____ Extracted entries

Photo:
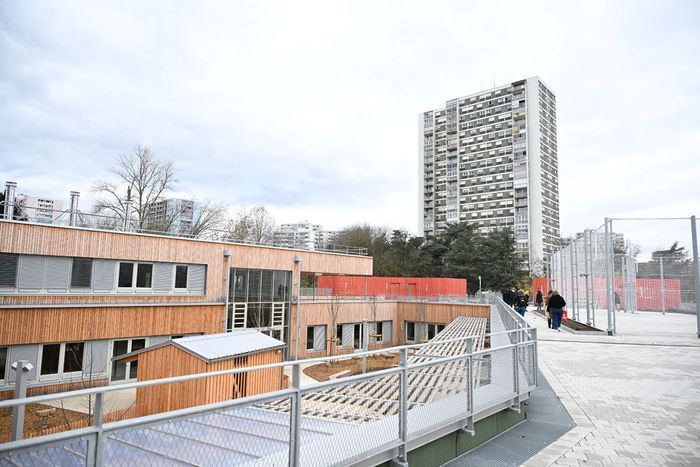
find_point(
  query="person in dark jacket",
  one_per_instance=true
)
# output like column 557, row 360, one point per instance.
column 555, row 305
column 521, row 300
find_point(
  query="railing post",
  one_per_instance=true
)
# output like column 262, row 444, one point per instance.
column 696, row 269
column 96, row 453
column 516, row 374
column 22, row 369
column 74, row 196
column 402, row 458
column 469, row 427
column 295, row 416
column 609, row 275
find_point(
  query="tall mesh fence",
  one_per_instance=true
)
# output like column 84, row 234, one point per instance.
column 615, row 274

________

— Job —
Reproduce the listing with each "query" switched to "prompt" and everything else left unchanged. Omit the pictures from your answer.

— Task solution —
Photo:
find_point(
  prompt="person in dark jacket",
  one_per_instance=true
)
# output like column 557, row 360, one point per instance.
column 555, row 305
column 521, row 300
find_point(
  prompt="railing post",
  one_per_instance=true
)
# output like column 262, row 444, one point per instance.
column 696, row 269
column 96, row 453
column 516, row 374
column 22, row 369
column 74, row 196
column 402, row 458
column 469, row 427
column 295, row 416
column 609, row 275
find_point(
  prompt="tall mesh fence",
  one_per_instance=true
)
# output like column 84, row 234, one point per instance.
column 615, row 274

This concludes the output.